What is required:
Update the records below by replacing every occurrence of "a dot per instance" with "one dot per instance", leaving all other text unchanged.
----------
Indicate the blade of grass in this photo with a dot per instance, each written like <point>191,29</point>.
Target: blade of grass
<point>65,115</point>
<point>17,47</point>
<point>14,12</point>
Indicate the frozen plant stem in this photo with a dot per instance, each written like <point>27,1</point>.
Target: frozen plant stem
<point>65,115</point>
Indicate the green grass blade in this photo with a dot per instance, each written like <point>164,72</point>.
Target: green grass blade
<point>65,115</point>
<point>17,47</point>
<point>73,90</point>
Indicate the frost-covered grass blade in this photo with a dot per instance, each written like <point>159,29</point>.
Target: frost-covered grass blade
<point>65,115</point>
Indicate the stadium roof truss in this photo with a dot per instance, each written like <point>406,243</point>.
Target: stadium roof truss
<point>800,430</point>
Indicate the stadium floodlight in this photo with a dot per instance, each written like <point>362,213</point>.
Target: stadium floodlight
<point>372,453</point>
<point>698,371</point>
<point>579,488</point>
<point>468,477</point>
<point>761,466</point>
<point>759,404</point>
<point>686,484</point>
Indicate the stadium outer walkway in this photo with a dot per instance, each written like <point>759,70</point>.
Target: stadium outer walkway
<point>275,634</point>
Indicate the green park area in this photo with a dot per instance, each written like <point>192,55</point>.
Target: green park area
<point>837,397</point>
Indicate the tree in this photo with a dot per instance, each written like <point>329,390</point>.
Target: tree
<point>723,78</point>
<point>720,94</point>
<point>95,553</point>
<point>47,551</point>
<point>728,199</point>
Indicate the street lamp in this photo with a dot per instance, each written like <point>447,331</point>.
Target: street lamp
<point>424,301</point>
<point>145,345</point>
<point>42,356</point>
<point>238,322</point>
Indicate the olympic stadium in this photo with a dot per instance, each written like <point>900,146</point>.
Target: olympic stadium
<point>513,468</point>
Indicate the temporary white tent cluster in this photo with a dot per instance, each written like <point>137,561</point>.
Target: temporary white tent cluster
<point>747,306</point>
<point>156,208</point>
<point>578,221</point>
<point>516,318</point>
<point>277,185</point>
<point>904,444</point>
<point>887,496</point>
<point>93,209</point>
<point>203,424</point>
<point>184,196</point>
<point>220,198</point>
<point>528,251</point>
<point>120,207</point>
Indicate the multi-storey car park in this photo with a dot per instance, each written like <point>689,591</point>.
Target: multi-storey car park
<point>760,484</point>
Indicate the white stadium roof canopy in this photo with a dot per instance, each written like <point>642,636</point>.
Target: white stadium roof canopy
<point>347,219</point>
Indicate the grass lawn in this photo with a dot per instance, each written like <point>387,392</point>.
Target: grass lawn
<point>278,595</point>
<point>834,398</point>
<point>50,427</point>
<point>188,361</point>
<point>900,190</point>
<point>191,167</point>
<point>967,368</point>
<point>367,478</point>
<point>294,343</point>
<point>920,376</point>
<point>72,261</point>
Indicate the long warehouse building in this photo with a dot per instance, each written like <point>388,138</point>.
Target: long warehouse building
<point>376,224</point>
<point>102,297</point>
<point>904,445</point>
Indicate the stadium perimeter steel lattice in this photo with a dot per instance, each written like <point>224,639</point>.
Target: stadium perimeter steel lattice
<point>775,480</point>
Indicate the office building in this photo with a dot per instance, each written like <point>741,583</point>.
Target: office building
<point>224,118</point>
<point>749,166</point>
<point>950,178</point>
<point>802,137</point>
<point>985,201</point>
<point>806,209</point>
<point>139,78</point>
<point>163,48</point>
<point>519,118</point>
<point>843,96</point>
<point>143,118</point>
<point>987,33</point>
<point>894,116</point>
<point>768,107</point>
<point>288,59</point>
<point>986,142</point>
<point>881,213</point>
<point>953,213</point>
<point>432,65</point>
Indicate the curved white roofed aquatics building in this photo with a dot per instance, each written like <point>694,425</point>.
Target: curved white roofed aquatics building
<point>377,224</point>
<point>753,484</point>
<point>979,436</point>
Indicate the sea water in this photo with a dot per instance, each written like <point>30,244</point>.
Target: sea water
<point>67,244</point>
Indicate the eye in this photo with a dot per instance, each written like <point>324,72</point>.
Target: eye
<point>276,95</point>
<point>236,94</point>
----------
Finished task:
Indicate the blade of grass in this photo with one dot per instance, each written like <point>191,29</point>.
Target: blade of grass
<point>65,115</point>
<point>17,47</point>
<point>14,12</point>
Indicate the frozen plant stem in this photo with one dot per instance, each written like <point>27,1</point>.
Target: frozen plant stem
<point>65,115</point>
Indicate the green grass blade in this photo with one dot per instance, each written like <point>164,72</point>.
Target: green grass blade
<point>65,115</point>
<point>17,47</point>
<point>73,90</point>
Indicate the frost-covered grass blade in this photo with one dot per instance, each written like <point>159,29</point>.
Target: frost-covered grass blade
<point>65,115</point>
Indicate the stadium roof truss in this photo with one dot per instance, each written like <point>406,243</point>.
Target: stadium roof truss
<point>800,430</point>
Indicate the stadium floodlight in this photo with one dot per instance, each written like <point>362,213</point>.
Target: stadium floodlight
<point>372,453</point>
<point>698,371</point>
<point>579,488</point>
<point>468,477</point>
<point>761,466</point>
<point>759,404</point>
<point>686,484</point>
Indicate the stadium outer walkway in this photo with one dot per instance, each written like <point>759,70</point>.
Target: stadium outer walkway
<point>275,634</point>
Indicate the green park area in this photo with one dot per instance, each written like <point>192,55</point>.
Target: green park area
<point>837,397</point>
Indicate the tree in this photo with one dot per instance, each written like <point>329,390</point>.
Target: tree
<point>723,78</point>
<point>720,94</point>
<point>95,553</point>
<point>47,551</point>
<point>728,199</point>
Indicate the street lamp in this photo with one dot per instance, each written like <point>447,331</point>.
Target: street lamp
<point>424,301</point>
<point>145,345</point>
<point>42,356</point>
<point>238,322</point>
Indicate the olympic stadium in this photo with one dot per instance, each written like <point>900,146</point>.
Target: olympic stadium
<point>513,468</point>
Indicate the temporary white tent cluster in this photo with one dot per instance, each written like <point>137,561</point>.
Target: temporary white tent cluster
<point>747,306</point>
<point>156,208</point>
<point>578,221</point>
<point>516,318</point>
<point>277,185</point>
<point>904,444</point>
<point>887,496</point>
<point>93,209</point>
<point>203,424</point>
<point>184,196</point>
<point>220,198</point>
<point>528,251</point>
<point>120,207</point>
Indicate the multi-storey car park in this photo with one dot per instance, each written like <point>689,591</point>.
Target: multi-storey car park
<point>760,484</point>
Indicate the white stadium roof canopy in this photo with one dot per instance, each written like <point>642,636</point>.
Target: white stadium roof canopy
<point>347,219</point>
Indicate the grass lawn in this photo with one dot per instance, each written like <point>387,392</point>.
Target: grass lawn
<point>278,595</point>
<point>834,398</point>
<point>50,427</point>
<point>188,361</point>
<point>900,190</point>
<point>191,167</point>
<point>967,368</point>
<point>367,478</point>
<point>294,343</point>
<point>920,376</point>
<point>72,261</point>
Indicate the long warehouse building in this photo with one dot per instance, each written like <point>388,138</point>.
Target: long warehouse building
<point>376,224</point>
<point>102,297</point>
<point>904,445</point>
Indicate the stadium perimeter steel lattice in this photo with one dot per instance, each written like <point>224,639</point>.
Target: stadium perimeter steel lattice
<point>775,480</point>
Indicate the office building in this photo with one dot per instance, each written like <point>741,583</point>.
Target: office building
<point>224,118</point>
<point>749,166</point>
<point>950,178</point>
<point>802,137</point>
<point>985,201</point>
<point>806,209</point>
<point>139,78</point>
<point>163,48</point>
<point>519,118</point>
<point>843,96</point>
<point>143,118</point>
<point>987,33</point>
<point>894,116</point>
<point>768,107</point>
<point>288,59</point>
<point>986,142</point>
<point>881,213</point>
<point>953,213</point>
<point>432,65</point>
Indicate the curved white roofed aquatics building in this photo with one dot per instance, each written like <point>694,425</point>.
Target: curved white roofed aquatics building
<point>377,224</point>
<point>753,484</point>
<point>979,436</point>
Indicate the sea water in this photo with one dot per instance, each written like <point>30,244</point>.
Target: sea water
<point>67,244</point>
Indicate the eye in this photo with one dot per instance, each written like <point>324,72</point>.
Target: eye
<point>276,95</point>
<point>236,94</point>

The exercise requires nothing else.